═════ Dataset entries ═════
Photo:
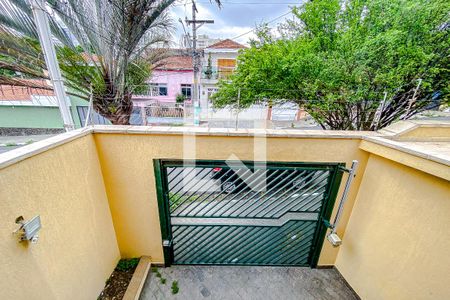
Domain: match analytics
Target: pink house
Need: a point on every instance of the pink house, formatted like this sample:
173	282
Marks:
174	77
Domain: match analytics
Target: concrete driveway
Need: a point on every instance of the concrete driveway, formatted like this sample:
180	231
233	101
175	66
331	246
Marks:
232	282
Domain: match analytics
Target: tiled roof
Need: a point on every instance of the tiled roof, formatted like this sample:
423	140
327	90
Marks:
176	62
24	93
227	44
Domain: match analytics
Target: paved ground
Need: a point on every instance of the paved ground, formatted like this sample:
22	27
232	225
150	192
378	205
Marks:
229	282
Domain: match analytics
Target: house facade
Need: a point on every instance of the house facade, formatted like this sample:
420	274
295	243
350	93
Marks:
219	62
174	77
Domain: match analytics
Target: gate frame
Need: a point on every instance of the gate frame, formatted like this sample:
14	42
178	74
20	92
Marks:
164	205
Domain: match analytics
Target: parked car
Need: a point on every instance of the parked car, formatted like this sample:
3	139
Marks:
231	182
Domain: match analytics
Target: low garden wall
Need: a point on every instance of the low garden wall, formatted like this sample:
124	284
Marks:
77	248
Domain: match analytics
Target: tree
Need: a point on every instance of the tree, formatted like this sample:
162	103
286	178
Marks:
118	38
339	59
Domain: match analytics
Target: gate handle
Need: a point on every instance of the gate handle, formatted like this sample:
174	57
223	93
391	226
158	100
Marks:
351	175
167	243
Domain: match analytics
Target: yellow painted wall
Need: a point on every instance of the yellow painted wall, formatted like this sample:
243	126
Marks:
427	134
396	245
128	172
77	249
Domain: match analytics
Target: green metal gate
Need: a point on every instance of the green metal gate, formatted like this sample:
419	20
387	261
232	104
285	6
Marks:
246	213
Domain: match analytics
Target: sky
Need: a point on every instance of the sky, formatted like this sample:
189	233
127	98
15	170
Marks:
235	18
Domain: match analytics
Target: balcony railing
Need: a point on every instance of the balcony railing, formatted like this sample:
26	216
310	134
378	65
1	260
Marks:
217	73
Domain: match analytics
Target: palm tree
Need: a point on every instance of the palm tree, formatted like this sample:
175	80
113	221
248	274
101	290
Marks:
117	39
═════
**Your objective**. List the lines of the entries that include "tree".

**Exercise result**.
Target: tree
Need: a point on every instance of the tree, formatted like this sample:
Target: palm tree
Need: a point on every instance of the palm tree, formatted like this sample:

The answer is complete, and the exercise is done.